> _取り組む課題_
A. ページ本文のうち「北と南の刑事がタッグを組んで」から「るのだろうと考えてしまった。」まで（両端を含む）を、一字も変えずに打ち直してください。
B. ページ本文によると、ミニョンを演じているのは誰ですか。
C. 南北の刑事の共助捜査を描いた映画を論じるページ本文を、最後の文の後から書き継いでください。

> _ページ本文_

天真爛漫なミニョンに扮するのは韓国のガールズグループ「少女時代」のメンバーのイム・ユナ。映画やテレビドラマで女優としての活躍も目覚ましく、本作では思いがけない形で共助捜査に協力することになるミニョンを愛らしいキャラクターとして見事に演じきった。

南と北は真に理解し合えるのか

北と南の刑事がタッグを組んで共助捜査を進めるが、捜査に行き詰まると互いの信頼感が揺らぎ、不信感が口をついて出てくる。「南と北は真に理解し合えるのか」という問いかけは、前作から一貫して作品の通奏低音として流れている。

チョルリョンを慕うミニョンが痺れを切らして、自分のことをどう思っているのかを問い質す場面がある。チョルリョンは正面から答えずに、朝鮮半島の分断を理由に煙にまいてしまう。こう書いてしまうと重たいシーンのようだが、軽やかな語り口とまっすぐな反応が描かれるので、韓国の観客はどう受け止めるのだろうと考えてしまった。

> _提供された記録_

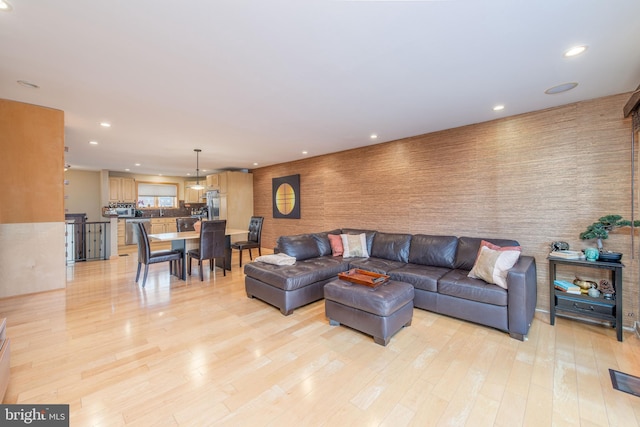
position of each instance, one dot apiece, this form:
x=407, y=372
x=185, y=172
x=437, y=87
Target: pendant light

> _課題ごとの解答_
A.
北と南の刑事がタッグを組んで共助捜査を進めるが、捜査に行き詰まると互いの信頼感が揺らぎ、不信感が口をついて出てくる。「南と北は真に理解し合えるのか」という問いかけは、前作から一貫して作品の通奏低音として流れている。

チョルリョンを慕うミニョンが痺れを切らして、自分のことをどう思っているのかを問い質す場面がある。チョルリョンは正面から答えずに、朝鮮半島の分断を理由に煙にまいてしまう。こう書いてしまうと重たいシーンのようだが、軽やかな語り口とまっすぐな反応が描かれるので、韓国の観客はどう受け止めるのだろうと考えてしまった。

B. 韓国のガールズグループ「少女時代」のメンバーのイム・ユナです。

C.
本作を見る前に、ぜひ前作を見てほしい。過去について登場人物の発言の意味するところが理解できるだけでなく、何より登場人物の進化が見て取れるのが興味深い。3作目を期待したい作品である。

文:堀木三紀(映画ライター/日本映画ペンクラブ会員)

<作品データ>
『コンフィデンシャル:国際共助捜査』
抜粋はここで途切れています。